# Given passage
───

To-do assignments

On this page
  1. Submission guidelines
  2. To-do 1
  3. To-do 2
  4. To-do 3
  5. To-do 4
  6. To-do 5
  7. To-do 6
  8. To-do 7
  9. To-do 8
  10. To-do 9
  11. To-do 10
  12. To-do 11
  13. To-do 12
  14. To-do 13
  15. To-do 14
  16. To-do 15
  17. To-do 16
  18. To-do 17
  19. To-do 18
  20. To-do 19
  21. To-do 20

Submission guidelines

  • If the To-do includes submitting a Quarto document:
    • Render the file to GitHub-flavored Markdown (format: gfm in the YAML header)
      • If errors, fix and try rendering again
    • Make sure the rendered file doesn’t have super-long outputs
      • To see what I mean, create a qmd that just contains as.data.frame(ggplot2::diamonds)
    • Submit both the source .qmd file and the rendered .md file
  • If the To-do includes submitting a Markdown file (whether it’s a rendered Quarto document or a standalone Markdown file):
    • Commit & push the file to your fork to check formatting
      • If formatting looks off, commit & push changes until it looks right (this might mean a lot of commits early on when you’re still learning, and that’s okay!)
  • When creating a pull request, check:
    • Whether GitHub can merge your changes
    • The “Files changed” tab: Anything unexpected?

───

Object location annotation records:
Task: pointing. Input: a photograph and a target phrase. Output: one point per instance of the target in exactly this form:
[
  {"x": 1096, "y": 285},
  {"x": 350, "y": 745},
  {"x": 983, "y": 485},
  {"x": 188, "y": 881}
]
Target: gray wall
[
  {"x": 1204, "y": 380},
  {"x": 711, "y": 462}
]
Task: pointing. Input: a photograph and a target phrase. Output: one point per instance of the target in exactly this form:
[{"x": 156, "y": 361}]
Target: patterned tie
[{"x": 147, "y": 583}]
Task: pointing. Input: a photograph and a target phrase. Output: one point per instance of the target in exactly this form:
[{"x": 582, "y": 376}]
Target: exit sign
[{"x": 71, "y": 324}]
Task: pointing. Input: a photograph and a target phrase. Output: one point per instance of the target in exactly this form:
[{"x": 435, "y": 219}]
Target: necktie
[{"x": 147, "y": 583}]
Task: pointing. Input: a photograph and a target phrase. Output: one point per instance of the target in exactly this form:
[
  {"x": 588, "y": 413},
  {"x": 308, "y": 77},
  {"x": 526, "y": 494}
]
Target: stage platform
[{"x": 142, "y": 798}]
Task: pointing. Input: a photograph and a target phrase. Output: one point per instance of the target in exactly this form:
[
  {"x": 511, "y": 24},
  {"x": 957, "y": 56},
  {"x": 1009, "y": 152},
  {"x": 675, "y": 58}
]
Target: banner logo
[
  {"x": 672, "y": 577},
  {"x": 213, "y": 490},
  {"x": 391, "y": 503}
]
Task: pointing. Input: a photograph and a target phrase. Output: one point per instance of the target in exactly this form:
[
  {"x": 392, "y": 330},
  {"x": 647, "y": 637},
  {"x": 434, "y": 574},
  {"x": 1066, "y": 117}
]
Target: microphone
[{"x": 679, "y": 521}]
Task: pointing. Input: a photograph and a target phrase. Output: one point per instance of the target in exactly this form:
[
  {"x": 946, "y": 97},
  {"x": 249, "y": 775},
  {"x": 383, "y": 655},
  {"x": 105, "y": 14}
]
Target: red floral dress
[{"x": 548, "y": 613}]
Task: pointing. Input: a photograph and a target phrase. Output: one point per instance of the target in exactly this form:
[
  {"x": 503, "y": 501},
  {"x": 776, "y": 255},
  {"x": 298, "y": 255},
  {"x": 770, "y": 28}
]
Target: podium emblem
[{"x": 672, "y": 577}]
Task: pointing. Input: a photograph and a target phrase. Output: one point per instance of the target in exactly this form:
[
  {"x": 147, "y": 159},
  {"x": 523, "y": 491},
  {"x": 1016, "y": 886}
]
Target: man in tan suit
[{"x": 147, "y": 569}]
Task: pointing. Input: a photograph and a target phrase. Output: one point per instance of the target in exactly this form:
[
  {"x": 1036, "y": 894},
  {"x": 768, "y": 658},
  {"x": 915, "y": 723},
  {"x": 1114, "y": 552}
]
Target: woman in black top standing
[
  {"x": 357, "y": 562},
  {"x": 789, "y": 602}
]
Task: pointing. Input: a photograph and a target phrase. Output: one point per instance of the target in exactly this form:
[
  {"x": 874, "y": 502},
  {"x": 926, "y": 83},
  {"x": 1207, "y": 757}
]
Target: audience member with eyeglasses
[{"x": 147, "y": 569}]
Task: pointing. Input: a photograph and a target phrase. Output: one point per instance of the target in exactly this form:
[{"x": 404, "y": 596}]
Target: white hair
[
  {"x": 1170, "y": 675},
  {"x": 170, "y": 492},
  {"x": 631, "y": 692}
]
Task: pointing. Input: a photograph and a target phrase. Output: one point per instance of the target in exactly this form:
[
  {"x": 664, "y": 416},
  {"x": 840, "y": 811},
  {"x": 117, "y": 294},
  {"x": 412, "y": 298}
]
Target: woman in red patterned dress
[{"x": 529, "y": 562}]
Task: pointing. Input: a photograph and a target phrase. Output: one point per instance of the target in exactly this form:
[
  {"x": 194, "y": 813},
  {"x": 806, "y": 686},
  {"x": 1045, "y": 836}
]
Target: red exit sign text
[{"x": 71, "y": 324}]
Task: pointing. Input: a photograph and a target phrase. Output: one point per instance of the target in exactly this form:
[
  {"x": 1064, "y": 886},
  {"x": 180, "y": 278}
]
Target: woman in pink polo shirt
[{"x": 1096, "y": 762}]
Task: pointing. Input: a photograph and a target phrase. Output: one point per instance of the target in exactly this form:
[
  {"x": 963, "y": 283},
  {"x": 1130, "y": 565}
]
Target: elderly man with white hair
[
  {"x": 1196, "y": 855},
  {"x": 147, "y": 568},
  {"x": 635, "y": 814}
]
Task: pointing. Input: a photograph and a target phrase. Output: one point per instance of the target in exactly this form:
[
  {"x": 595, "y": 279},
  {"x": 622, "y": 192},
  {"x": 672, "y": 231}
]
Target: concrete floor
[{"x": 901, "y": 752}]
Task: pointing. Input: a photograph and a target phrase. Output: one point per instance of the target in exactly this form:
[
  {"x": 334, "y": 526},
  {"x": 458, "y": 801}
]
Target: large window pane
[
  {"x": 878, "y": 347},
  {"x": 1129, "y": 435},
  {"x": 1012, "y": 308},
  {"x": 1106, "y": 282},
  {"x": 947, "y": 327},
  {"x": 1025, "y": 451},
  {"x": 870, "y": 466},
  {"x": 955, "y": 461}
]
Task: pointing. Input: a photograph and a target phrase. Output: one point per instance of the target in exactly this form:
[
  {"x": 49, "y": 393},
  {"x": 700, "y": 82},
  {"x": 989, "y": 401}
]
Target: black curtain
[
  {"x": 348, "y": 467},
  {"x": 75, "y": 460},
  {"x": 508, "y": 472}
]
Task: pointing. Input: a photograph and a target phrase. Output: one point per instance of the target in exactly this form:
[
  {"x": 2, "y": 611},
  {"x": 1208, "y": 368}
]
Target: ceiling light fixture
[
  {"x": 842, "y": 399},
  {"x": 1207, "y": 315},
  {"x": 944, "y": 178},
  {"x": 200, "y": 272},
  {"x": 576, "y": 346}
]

───

# Directives
**A)** According to the to-do assignments page, which format should a Quarto document be rendered to before submission?
**B)** Extend the to-do assignments page past its final line.
This material has no connection to the to-do assignments page.

# Results for each task
**A)** GitHub-flavored Markdown, set with format: gfm in the YAML header.

**B)**
      • If we’ve done an in-class assignment since your last pull request, then those files will be included in the PR. That’s fine as long as you’ve added your name as a suffix to the file

To-do 1

Due Aug 28 by 12 noon

  1. At the end of the semester, previous students in this class wrote anonymous letters to future Data Science students detailing their advice for how to succeed in the course. These letters are pinned to our Slack #general channel here. Please read these letters and identify:
    • One idea that surprised you and why it surprised you
    • Two concrete strategies that you will take in order to succeed in Data Science this semester
  2. This semester, you’ll frequently be asked to identify a muddiest point: some concept, skill, or nagging question that’s giving you the most issues or that you’re most unsure about. This could be something we’ve already gone over, or an extension of what we’ve discussed.
    • Read the assigned readings from our R for data science textbook (the intro and chapter 2).
    • Then identify your muddiest point about the chapters.

    Good muddiest points are specific questions. Using Git as an example:

    • “Why does Git make us stage files before we commit them?”
    • “I keep getting the message no changes added to commit (use "git add" and/or "git commit -a"), what am I doing rong?”
    • “What is .gitignore?”
    • “Do you [Dan] actually use Git in your projects?”

    Not-so-good muddiest points are noun phrases or vague questions:

    • “reverting files”
    • “How do I use Git?”
  3. The next step on our Git journey is GitHub
    • Create a GitHub account at https://github.com/, if you don’t already have one. Pick a good username because changing your GitHub username creates annoying problems.
    • Add your Pitt email address to your account.
    • Check your inbox and spam folder for a verification email.
    • Add an avatar to your GitHub account (usually a headshot, but can be anything you like).
    • In your submission, send me the link to your GitHub user page (i.e., https://github.com/YOUR-USERNAME). You don’t have to add any other personalization, just send me the link.

Submission

Write up your answers in a text file (should have the .txt extension) or a Markdown file (.md) if you’re comfortable with Markdown. Name the file todo1_YOURNAME.txt or todo1_YOURNAME.md (replace YOURNAME with your actual name). Share it to the #to-dos channel on our Slack workspace.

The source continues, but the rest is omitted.